(Location identification entries)
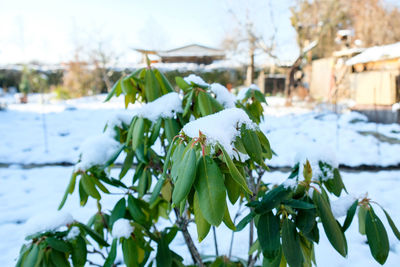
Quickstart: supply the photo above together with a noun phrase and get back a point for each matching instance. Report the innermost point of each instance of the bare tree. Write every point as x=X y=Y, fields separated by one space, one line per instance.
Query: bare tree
x=247 y=37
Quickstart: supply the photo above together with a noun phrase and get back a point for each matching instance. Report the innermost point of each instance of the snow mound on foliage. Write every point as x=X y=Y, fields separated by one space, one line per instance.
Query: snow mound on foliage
x=116 y=121
x=222 y=127
x=341 y=205
x=48 y=222
x=122 y=228
x=163 y=107
x=242 y=93
x=224 y=97
x=314 y=155
x=97 y=150
x=195 y=79
x=73 y=233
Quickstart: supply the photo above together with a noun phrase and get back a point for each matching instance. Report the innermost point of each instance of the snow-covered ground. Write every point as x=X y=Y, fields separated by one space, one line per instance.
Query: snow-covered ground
x=27 y=193
x=66 y=124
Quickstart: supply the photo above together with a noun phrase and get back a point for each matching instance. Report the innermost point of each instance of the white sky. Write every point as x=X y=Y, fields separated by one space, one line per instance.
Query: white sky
x=50 y=30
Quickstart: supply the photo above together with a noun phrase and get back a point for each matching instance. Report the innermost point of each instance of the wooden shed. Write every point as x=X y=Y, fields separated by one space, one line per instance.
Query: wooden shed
x=374 y=79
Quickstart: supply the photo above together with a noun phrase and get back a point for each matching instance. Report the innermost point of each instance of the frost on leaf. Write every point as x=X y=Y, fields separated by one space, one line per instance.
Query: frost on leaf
x=163 y=107
x=122 y=228
x=242 y=93
x=97 y=150
x=220 y=128
x=48 y=222
x=223 y=96
x=195 y=79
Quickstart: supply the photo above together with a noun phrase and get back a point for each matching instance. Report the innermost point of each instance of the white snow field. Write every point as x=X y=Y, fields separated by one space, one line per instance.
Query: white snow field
x=28 y=195
x=289 y=130
x=33 y=193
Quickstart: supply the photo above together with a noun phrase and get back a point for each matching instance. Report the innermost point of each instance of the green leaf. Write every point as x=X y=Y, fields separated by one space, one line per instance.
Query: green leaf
x=113 y=157
x=350 y=215
x=188 y=103
x=278 y=261
x=392 y=225
x=155 y=131
x=114 y=89
x=362 y=213
x=83 y=196
x=377 y=237
x=127 y=164
x=134 y=207
x=236 y=175
x=100 y=185
x=118 y=211
x=204 y=104
x=265 y=144
x=298 y=204
x=182 y=84
x=79 y=252
x=58 y=244
x=138 y=133
x=252 y=144
x=163 y=256
x=88 y=185
x=166 y=86
x=130 y=252
x=127 y=86
x=272 y=199
x=112 y=255
x=203 y=227
x=242 y=224
x=331 y=226
x=269 y=234
x=305 y=220
x=232 y=188
x=171 y=127
x=32 y=256
x=291 y=244
x=144 y=183
x=59 y=259
x=152 y=88
x=227 y=219
x=186 y=177
x=210 y=187
x=96 y=237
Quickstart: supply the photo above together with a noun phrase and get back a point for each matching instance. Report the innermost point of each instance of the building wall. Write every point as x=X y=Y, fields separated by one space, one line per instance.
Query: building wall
x=321 y=79
x=373 y=87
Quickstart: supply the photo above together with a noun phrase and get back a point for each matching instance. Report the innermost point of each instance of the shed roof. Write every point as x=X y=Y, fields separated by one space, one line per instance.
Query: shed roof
x=376 y=53
x=193 y=50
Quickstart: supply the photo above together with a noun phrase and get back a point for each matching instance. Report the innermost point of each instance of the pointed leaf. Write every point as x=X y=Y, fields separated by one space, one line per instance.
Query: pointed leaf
x=210 y=187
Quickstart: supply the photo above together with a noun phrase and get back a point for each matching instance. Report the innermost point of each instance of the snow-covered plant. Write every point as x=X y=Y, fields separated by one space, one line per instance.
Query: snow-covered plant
x=194 y=150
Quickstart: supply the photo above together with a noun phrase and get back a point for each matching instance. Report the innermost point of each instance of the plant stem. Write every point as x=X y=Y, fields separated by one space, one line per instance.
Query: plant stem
x=251 y=237
x=215 y=242
x=233 y=232
x=182 y=223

## Exercise directions
Without the pictures, repeat all the records word for word.

## Exercise solution
Quickstart: supply the photo above together with a noun phrase and get back a point for each matching instance. Report the innermost point of each instance of the bare tree. Write every point as x=X y=Y, fields separated by one space, one line per instance.
Query: bare tree
x=247 y=37
Quickstart: supply the photo above together with a noun phrase and get back a point for each matching instance. Report the innermost point of each instance of the snow mound on foliage. Write every point as x=X y=Y, fields separated by one space, one line per instance.
Query: snow mound on foliage
x=116 y=121
x=222 y=127
x=341 y=205
x=48 y=222
x=122 y=228
x=163 y=107
x=242 y=93
x=224 y=97
x=314 y=155
x=97 y=150
x=195 y=79
x=73 y=233
Quickstart: supply the photo above together with a noun phrase and get back a point for each matching instance. Report the innermost point of each instance of the snow-covered ground. Write every point as x=X y=Y, fields separated by one space, one line per instance.
Query: snow-covered ground
x=27 y=193
x=66 y=124
Quickstart: supply the photo above together with a noun phrase and get back a point for each matching instance. Report the innermost point of each instance of the white sky. Write every point as x=X y=Y, fields separated by one space, one line per instance.
Query: white sky
x=50 y=30
Quickstart: supply the photo above together with a noun phrase and get back a point for each matching instance. Report the innermost point of each instance of the wooden shed. Write every point as x=X y=Y, fields separated by one space, one line per instance.
Query: wooden shed
x=374 y=79
Quickstart: supply the photo above together with a noun phrase and get back a point for each matching instance. Report the innermost point of each instance of the frost on leaf. Write every point as x=X y=Y, fields separated by one space, one line per instance.
Query: frost on leaf
x=163 y=107
x=122 y=228
x=242 y=93
x=97 y=150
x=220 y=128
x=48 y=222
x=223 y=96
x=195 y=79
Quickstart: supply the photo above together with a noun phrase and get back a point for each matching instance. Report the innermost point of each instance of the white snow field. Write every point as x=X y=Y, fields separated by one space, one line per instance.
Query: white snow field
x=28 y=195
x=289 y=130
x=33 y=193
Quickstart: supply the photo above together with a noun phrase and get back a point for each matching instance. Report the innermost point of each instance of the green leaf. Write every point as x=X y=Y, fields separated by one space, one line per instance.
Query: green leaf
x=113 y=157
x=350 y=215
x=188 y=103
x=278 y=261
x=392 y=225
x=155 y=131
x=114 y=89
x=362 y=213
x=83 y=196
x=377 y=237
x=127 y=164
x=134 y=207
x=236 y=175
x=100 y=185
x=118 y=211
x=204 y=104
x=265 y=144
x=298 y=204
x=182 y=84
x=79 y=252
x=58 y=244
x=138 y=133
x=252 y=144
x=163 y=256
x=88 y=185
x=166 y=86
x=130 y=252
x=127 y=86
x=272 y=199
x=112 y=255
x=203 y=227
x=242 y=224
x=331 y=226
x=269 y=234
x=305 y=220
x=232 y=188
x=171 y=127
x=32 y=256
x=291 y=244
x=144 y=183
x=59 y=259
x=152 y=88
x=227 y=219
x=186 y=177
x=210 y=187
x=96 y=237
Quickstart: supply the photo above together with a noun phrase and get back a point for each matching instance. Report the innermost point of each instance of the building wall. Write every point as x=X y=Y, fields separated by one space, one line per instance.
Query: building wall
x=321 y=79
x=373 y=87
Quickstart: supply the photo above together with a noun phrase and get back a point for each matching instance. Report the innermost point of each instance of the shed roof. Write every point as x=X y=Y, fields separated by one space, one line per instance.
Query: shed roof
x=376 y=53
x=193 y=50
Quickstart: supply the photo above together with a noun phrase and get back a point for each matching instance. Report the innermost point of each instance of the pointed leaf. Write every point as x=X y=Y, fields separated by one space, one line per instance.
Query: pointed leaf
x=210 y=187
Quickstart: supply the photo above together with a noun phrase and get back a point for each matching instance. Report the innermost point of each instance of the snow-covered plant. Write every point as x=X y=Y, fields separated by one space, one line per instance.
Query: snow-covered plant
x=194 y=150
Quickstart: supply the photo above together with a noun phrase and get back a point for each matching instance. Report the innermost point of each instance of the plant stem. Write every point as x=X y=Y, fields separated by one space, one line per instance.
Query: plant stem
x=251 y=237
x=215 y=242
x=233 y=232
x=182 y=223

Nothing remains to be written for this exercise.